With images excluded, write out each entry below exactly as given.

● ● ● ● ● ● ●

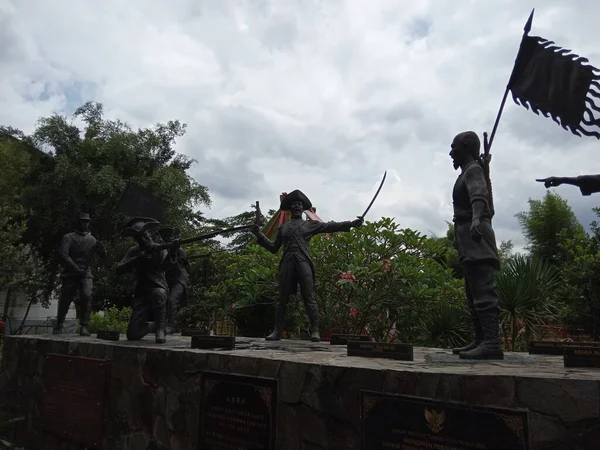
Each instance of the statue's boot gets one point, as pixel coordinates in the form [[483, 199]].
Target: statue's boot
[[279, 321], [476, 342], [160, 318], [84, 323], [169, 327], [490, 347], [313, 317]]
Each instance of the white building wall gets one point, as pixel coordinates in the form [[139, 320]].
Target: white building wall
[[37, 313]]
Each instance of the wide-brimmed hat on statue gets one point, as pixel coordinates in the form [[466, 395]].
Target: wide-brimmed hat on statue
[[138, 225], [295, 196], [167, 232]]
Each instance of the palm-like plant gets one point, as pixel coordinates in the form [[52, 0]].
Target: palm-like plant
[[445, 325], [527, 289]]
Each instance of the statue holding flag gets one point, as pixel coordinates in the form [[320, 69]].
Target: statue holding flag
[[587, 184], [476, 244]]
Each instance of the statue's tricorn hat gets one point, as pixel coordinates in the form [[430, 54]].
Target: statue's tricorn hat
[[295, 196], [138, 225], [166, 232]]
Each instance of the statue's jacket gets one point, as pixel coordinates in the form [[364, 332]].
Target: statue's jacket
[[295, 237], [470, 186]]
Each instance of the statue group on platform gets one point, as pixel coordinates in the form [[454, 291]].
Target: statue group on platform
[[162, 270]]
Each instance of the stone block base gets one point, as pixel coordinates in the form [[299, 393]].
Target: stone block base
[[152, 397]]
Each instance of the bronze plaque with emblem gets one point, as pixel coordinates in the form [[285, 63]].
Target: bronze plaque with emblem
[[73, 400], [396, 421], [237, 412]]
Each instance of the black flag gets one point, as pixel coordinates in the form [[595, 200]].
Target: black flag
[[557, 83]]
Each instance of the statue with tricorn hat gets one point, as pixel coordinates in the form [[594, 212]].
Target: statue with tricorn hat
[[296, 266], [150, 262], [178, 279], [75, 252]]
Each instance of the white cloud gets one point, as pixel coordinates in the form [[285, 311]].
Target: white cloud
[[320, 96]]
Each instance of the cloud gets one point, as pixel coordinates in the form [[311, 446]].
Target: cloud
[[320, 96]]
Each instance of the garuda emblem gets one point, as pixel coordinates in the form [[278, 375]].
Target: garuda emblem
[[435, 420]]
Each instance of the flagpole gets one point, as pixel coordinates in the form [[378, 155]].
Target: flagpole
[[526, 31]]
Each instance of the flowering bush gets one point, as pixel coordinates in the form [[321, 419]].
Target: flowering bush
[[383, 280], [377, 279]]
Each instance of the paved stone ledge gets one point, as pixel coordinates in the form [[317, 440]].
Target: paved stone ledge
[[153, 399]]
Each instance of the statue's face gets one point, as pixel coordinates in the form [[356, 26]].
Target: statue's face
[[144, 239], [297, 208], [458, 152], [83, 225]]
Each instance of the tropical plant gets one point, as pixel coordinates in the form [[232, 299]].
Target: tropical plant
[[527, 287], [110, 319]]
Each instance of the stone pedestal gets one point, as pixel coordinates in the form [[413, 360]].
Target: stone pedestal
[[153, 392]]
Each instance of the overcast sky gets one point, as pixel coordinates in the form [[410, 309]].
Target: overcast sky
[[321, 96]]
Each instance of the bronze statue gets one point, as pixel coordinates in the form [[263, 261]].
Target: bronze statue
[[75, 251], [296, 267], [178, 280], [476, 244], [149, 262], [587, 184]]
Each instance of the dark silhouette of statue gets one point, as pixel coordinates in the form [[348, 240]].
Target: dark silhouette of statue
[[75, 252], [151, 291], [296, 266], [587, 184], [476, 244], [178, 280]]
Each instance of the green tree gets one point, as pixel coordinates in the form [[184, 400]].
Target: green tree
[[580, 289], [88, 169], [378, 278], [547, 225]]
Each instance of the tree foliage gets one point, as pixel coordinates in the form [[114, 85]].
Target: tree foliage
[[547, 225], [86, 169]]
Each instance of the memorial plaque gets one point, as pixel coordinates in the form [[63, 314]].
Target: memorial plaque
[[343, 339], [237, 412], [109, 335], [402, 352], [582, 357], [73, 400], [556, 347], [194, 332], [205, 342], [412, 423]]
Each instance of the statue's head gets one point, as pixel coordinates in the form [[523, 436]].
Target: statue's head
[[139, 228], [296, 203], [167, 234], [464, 148], [83, 222]]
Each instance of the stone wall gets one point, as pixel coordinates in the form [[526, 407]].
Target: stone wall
[[154, 393]]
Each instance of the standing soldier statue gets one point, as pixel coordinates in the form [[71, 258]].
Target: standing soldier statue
[[151, 291], [76, 251], [296, 267], [476, 244], [178, 280]]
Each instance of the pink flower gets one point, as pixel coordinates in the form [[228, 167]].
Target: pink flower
[[387, 264], [348, 276]]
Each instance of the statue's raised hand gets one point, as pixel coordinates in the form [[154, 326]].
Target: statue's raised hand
[[550, 181], [358, 222]]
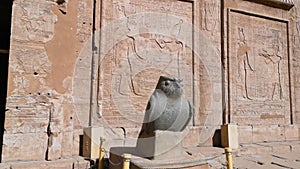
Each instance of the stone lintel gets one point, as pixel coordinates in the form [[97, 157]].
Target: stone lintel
[[282, 4]]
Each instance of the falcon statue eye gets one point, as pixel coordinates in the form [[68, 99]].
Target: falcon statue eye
[[167, 82]]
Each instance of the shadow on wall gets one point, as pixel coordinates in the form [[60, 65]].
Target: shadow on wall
[[5, 27]]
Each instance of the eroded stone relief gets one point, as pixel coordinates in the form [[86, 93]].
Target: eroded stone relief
[[259, 69], [130, 71]]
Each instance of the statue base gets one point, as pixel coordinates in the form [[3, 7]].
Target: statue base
[[163, 145]]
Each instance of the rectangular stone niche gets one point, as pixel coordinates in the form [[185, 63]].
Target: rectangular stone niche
[[259, 73]]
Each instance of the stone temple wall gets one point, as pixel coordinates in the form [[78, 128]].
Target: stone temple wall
[[75, 64]]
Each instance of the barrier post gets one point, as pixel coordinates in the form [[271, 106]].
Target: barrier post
[[228, 152], [101, 153], [126, 161]]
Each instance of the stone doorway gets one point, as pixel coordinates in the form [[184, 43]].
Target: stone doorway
[[5, 27]]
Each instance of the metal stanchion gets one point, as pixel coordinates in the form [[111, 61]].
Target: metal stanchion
[[228, 152], [126, 161], [101, 153]]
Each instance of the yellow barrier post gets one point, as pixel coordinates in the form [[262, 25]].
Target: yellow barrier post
[[228, 152], [126, 161], [101, 153]]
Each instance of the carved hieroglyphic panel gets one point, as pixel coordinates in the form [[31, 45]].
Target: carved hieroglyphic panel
[[259, 83], [128, 73]]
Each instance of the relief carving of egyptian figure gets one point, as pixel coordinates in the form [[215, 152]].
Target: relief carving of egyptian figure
[[244, 65], [272, 56]]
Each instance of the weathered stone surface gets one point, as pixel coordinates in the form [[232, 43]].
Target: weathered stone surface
[[240, 64], [27, 146]]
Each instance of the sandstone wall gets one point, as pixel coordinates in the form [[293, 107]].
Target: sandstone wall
[[46, 39], [75, 64]]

● ● ● ● ● ● ●

_EXPECTED ANSWER_
Each instance of the statue's boot gets one point, as pixel coordinates in the form [[483, 199]].
Target: statue's boot
[[279, 321], [476, 342], [160, 318], [84, 323], [169, 327], [490, 347], [313, 317]]
Each instance of the white building wall gets one point, as pixel coordinates in the form [[139, 320]].
Target: white building wall
[[37, 313]]
Each instance of the wide-brimmed hat on statue gets one point, as pixel coordinates in the form [[466, 395]].
Target: wide-brimmed hat on statue
[[138, 225], [295, 196], [167, 232]]
Each instance of the palm-like plant gets one point, as pixel coordinates in the form [[52, 0]].
Target: palm-like plant
[[445, 325], [527, 289]]
Each instance of the statue holding flag gets one point, as pixel coordinates in the form [[320, 69]].
Target: statue holding flag
[[587, 184], [476, 244]]
Each instance of the statue's tricorn hat gets one point, as pixel coordinates in the form [[430, 54]].
Target: statue's tricorn hat
[[295, 196], [138, 225], [166, 232]]
Each instance of the statue's jacket gets one point, as pixel coordinates in the form [[364, 332]].
Target: statue's jacket
[[295, 237], [470, 186]]
Each instance of the statue group on platform gets one point, as pixel coordinates in the form [[454, 291]].
Target: statue group on platform
[[162, 270]]
Each instance of the stone block base gets one point, as pixel coordinates in the form [[299, 393]].
Target: stone block base
[[152, 397]]
Each instance of the bronze plaque with emblem gets one point, as pixel coordinates in the form [[285, 63]].
Target: bronze plaque with emblem
[[73, 400], [396, 421], [237, 412]]
Each instance of the black flag gets one point, as pixel coordinates in the form [[595, 200]].
Target: black flag
[[557, 83]]
Each instance of the statue with tricorn hat gets one point, as pixel coordinates in the form [[594, 212]].
Target: statue with tricorn hat
[[296, 266], [150, 262], [178, 279], [75, 252]]
Each instance of the white cloud gets one point, as pixel coordinates in the form [[285, 311]].
Target: white cloud
[[320, 96]]
Each instance of the cloud gets one point, as pixel coordinates in the form [[311, 446]].
Target: cloud
[[320, 96]]
Each instance of the garuda emblem gets one point, as pixel coordinates in the form [[278, 375]].
Target: garuda emblem
[[435, 420]]
Each instance of the flagpole gets one point, as pixel coordinates in the form [[378, 155]].
Target: flagpole
[[526, 31]]
Each instance of the flowering bush gets one point, as pixel coordinates in the form [[321, 419]].
Target: flowering bush
[[383, 280], [377, 279]]
Each instance of the paved stone ledge gets one point, as pixel coordinates in the form [[317, 440]].
Target: paved stone ledge
[[153, 399]]
Each instance of the statue's face gets one point, as pixel coordinates in the form [[356, 26]].
Target: statue's face
[[144, 239], [297, 208], [458, 152], [83, 225]]
Each instance of the tropical plant gets one point, as pixel coordinates in the form [[232, 299]].
Target: tropical plant
[[527, 287], [110, 319]]
Each instance of the stone pedestal gets one point, as pixel coordinates in the form [[413, 360]].
Target: stone pedestal
[[153, 392]]
Each instance of the overcast sky gets one point, as pixel coordinates in the form [[410, 309]].
Target: overcast sky
[[321, 96]]
Each instance of the bronze statue gets one point, as pixel coordinates in the form [[263, 261]].
Target: bronze statue
[[75, 251], [296, 267], [178, 280], [476, 244], [149, 262], [587, 184]]
Each instance of the dark silhouette of statue gets one point, as pixel coordinates in the form [[348, 240]].
Target: dark silhouette of statue
[[75, 252], [151, 291], [296, 266], [587, 184], [476, 244], [178, 280]]
Each instance of the green tree gets one point, as pixel coordinates in the form [[184, 400]].
Target: green tree
[[580, 289], [88, 169], [378, 278], [547, 225]]
Each instance of the tree foliage gets one point, as pixel coordinates in the form [[114, 85]].
Target: tree foliage
[[547, 225], [86, 169]]
Each instance of the memorial plaque gets one point, as pixel coordinates in the form [[63, 314]].
Target: memorial plaque
[[343, 339], [237, 412], [109, 335], [402, 352], [582, 357], [73, 400], [556, 347], [194, 332], [205, 342], [412, 423]]
Each instance of the statue's head gets one point, as pixel coordinates in the form [[523, 436]].
Target: statue's head
[[139, 228], [296, 203], [167, 234], [464, 148], [83, 222]]
Each instance of the stone wall gets one point, as pixel coordinates in the form [[526, 407]].
Target: stone wall
[[154, 393]]
Each instance of the standing soldier statue gets one point, as pixel coordinates in the form [[71, 258]].
Target: standing soldier statue
[[151, 291], [76, 251], [296, 267], [476, 244], [178, 280]]
Each instance of the pink flower gets one point, as pixel coordinates in the form [[228, 167]].
Target: pink flower
[[387, 264], [348, 276]]
Each instance of the statue's raised hand gets one point, as pixel coordinates in the form [[154, 326]].
Target: statue's raised hand
[[550, 181], [358, 222]]
Each instance of the stone lintel gets one point, as pixel coordinates in the form [[97, 157]].
Target: stone lintel
[[282, 4]]
Each instance of the falcon statue eye gets one point, as pixel coordinates in the form [[68, 99]].
Target: falcon statue eye
[[167, 82]]
Each instance of the shadow on wall gets one point, as pixel coordinates in the form [[60, 65]].
Target: shadow on wall
[[5, 27]]
Each instance of the eroded stone relief gets one point, as pixel coordinates in the form [[86, 93]].
Target: eroded stone relief
[[259, 69], [130, 71]]
Each instance of the statue base gets one point, as pixel coordinates in the form [[3, 7]].
Target: statue base
[[163, 145]]
Each instance of the rectangular stone niche gets one point, as pixel coordinates in the form [[185, 63]].
Target: rectangular stone niche
[[259, 73]]
Each instance of the stone temple wall gets one point, as pixel coordinates in the form [[78, 128]].
Target: stone temple wall
[[75, 64]]
Each instance of the barrier post gets one point, as pixel coordinates in the form [[271, 106]].
Target: barrier post
[[228, 152], [101, 153], [126, 161]]
Each instance of the stone doorway gets one point, as pixel coordinates in the form [[184, 43]].
Target: stone doorway
[[5, 27]]
Each instance of the metal stanchion gets one point, as pixel coordinates in the form [[111, 61]].
Target: metal stanchion
[[228, 152], [126, 161], [101, 153]]
Each instance of the yellow barrier post gets one point, as pixel coordinates in the form [[262, 25]].
Target: yellow barrier post
[[228, 152], [126, 161], [101, 153]]
Each instance of the carved hieroglyphic panel gets one point, as pixel coordinates in the form [[31, 45]].
Target: carved hieroglyphic panel
[[259, 83], [128, 73]]
Each instance of the relief carving of egyptian figure gets one point, as pixel coordinates in the form [[215, 152]].
Target: relief carving of egyptian figure
[[244, 65], [272, 56]]
Each instance of the weathered stone surface gets one point, as pixel coordinates in the form [[232, 43]].
Target: weathered stone surface
[[240, 64], [27, 146]]
Each instance of the sandstone wall gets one point, as pixel coordinates in the form [[293, 107]].
Target: sandstone wall
[[46, 39], [75, 64]]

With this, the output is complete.